━━━━━ Excertos dos registros

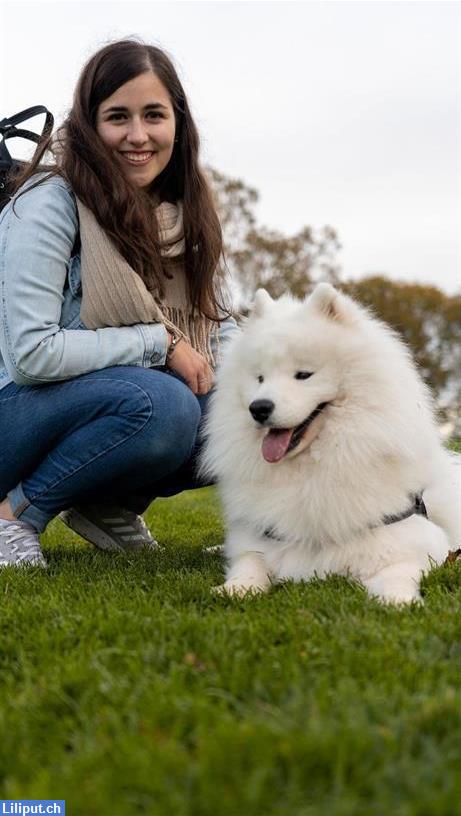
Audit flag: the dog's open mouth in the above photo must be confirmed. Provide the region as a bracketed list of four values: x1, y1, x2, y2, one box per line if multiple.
[262, 402, 328, 462]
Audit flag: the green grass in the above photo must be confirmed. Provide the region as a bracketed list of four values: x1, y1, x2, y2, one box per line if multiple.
[0, 468, 461, 816]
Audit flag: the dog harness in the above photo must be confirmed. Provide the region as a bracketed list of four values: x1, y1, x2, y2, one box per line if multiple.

━━━━━━━━━━

Tarefa proposta: Converta todos os registros acima em uma lista numerada, sem as linhas em branco. Deixe as imagens de fora da resposta.

Resposta:
1. Audit flag: the dog's open mouth in the above photo must be confirmed. Provide the region as a bracketed list of four values: x1, y1, x2, y2, one box per line if multiple.
2. [262, 402, 328, 462]
3. Audit flag: the green grass in the above photo must be confirmed. Provide the region as a bracketed list of four values: x1, y1, x2, y2, one box per line if multiple.
4. [0, 468, 461, 816]
5. Audit flag: the dog harness in the above photo must be confirmed. Provide the region as a bracketed list of four values: x1, y1, x2, y2, one box per line if multiple.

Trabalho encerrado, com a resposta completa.